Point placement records
----------------

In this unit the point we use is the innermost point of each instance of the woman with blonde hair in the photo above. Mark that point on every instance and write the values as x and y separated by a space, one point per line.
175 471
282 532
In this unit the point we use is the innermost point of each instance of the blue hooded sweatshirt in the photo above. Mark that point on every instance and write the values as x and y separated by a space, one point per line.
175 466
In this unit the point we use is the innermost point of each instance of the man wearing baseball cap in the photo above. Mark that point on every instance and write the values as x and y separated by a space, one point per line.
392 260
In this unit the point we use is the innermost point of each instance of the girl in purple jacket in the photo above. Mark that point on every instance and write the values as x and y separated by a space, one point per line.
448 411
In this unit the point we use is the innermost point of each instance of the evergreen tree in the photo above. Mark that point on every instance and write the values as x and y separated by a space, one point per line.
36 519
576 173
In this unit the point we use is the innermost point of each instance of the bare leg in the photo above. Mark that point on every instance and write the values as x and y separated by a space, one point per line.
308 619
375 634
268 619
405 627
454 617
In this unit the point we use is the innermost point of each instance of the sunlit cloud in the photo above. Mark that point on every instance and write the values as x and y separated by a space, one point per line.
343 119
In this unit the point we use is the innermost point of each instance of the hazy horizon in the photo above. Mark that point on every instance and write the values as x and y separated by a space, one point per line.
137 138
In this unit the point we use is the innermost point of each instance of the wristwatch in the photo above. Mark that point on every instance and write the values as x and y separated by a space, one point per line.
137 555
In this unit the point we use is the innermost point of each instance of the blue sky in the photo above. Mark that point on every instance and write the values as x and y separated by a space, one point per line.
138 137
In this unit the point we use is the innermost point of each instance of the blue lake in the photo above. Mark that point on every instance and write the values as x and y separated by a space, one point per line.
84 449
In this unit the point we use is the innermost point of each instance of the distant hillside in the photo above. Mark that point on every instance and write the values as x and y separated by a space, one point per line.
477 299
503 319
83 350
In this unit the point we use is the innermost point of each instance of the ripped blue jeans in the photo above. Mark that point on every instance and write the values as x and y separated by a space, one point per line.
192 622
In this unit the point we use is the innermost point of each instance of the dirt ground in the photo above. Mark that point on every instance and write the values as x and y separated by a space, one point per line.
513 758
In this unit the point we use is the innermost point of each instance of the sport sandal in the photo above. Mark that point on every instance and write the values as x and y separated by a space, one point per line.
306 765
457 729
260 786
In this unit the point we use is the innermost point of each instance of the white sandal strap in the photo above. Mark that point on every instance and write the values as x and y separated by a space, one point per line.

----------------

* Request *
Your task is to repeat each line of the material exactly.

* Task answer *
In this unit the point we use is the innermost point of each instance of the woman with blonde hair in the photo above. Mark that point on every instance and write the values as x and y separated by a space, one point per line.
175 471
282 532
In this unit the point we use is the innermost point of each instance of the blue hooded sweatshirt in the photo above. Mark that point on every instance and write the values as x and y separated by a space, one point per line.
175 466
In this unit the point we use is the innermost point of each instance of the man wearing baseball cap in the photo above. Mark that point on every instance and write the values as x and y separated by a space, one point per line.
392 260
In this unit the point we use is the innermost point of each instance of the girl in purple jacket in the photo above. Mark that point on every instance and write the values as x and y separated by a space, one point per line.
448 411
In this unit the point we use is the innermost point of each instance of the evergreen tree in the photo above. Mark that point on every instance and write the values as x and y separated by a space, one point per line.
36 519
576 173
In this unit the point we use is the innermost point of each instance of the bare leg in the photo above. Mark that point on every instance and write the values as x and y separated by a space, one point per line.
308 619
375 634
268 619
405 627
454 617
In this unit the point we use is the innermost point of each instance of the sunlit cloud in the photo above. Mark that point on every instance and write the values as x and y separated by a space, one point per line.
343 119
In this unit the point we use is the innermost point of each instance of the hazy horizon in the photo above. Mark that point on every instance and write the values as x and y separated by a space, one point per line.
137 138
In this unit the point we use is the innermost point of each instance of the wristwatch in the photo above. Mark that point on every instance and write the values as x and y separated by a space, one point per line.
137 555
In this unit the point we use is the innermost point of each instance of the blue sky in the photo above. Mark that point on every instance and write the values as x and y separated by a space, one point per line.
138 137
In this unit the point we use is the innermost point of each instance of the blue lake in the photo above. Mark that point on every instance and write the values as x and y separated by a space, one point per line.
84 449
In this unit the point we use is the innermost point of each instance of the distant hillside in the photo above. Mark that point on every instance and write the values as x and y separated by a space, one point per line.
477 299
503 319
83 350
In this unit the point we use is the innermost point of each instance of the ripped blue jeans in the photo above. Mark that point on every instance and write the values as x and y separated by a space, one point per line.
192 622
In this unit the point we use is the innermost point of each instance of the dirt ground in the photo above. Mark that point on every instance and write the values as x and y separated by a space, one point per line.
513 758
In this unit the point we use is the innermost point of each instance of the sport sandal in the photo above. Mark that point on every instance and write the values as x and y separated by a space, one point per line.
306 765
457 729
260 786
In this unit the point we use is the innermost point of each instance of the white sandal strap in the photo above. Mark that point on every instance and write the values as x and y separated by a space, one point per line.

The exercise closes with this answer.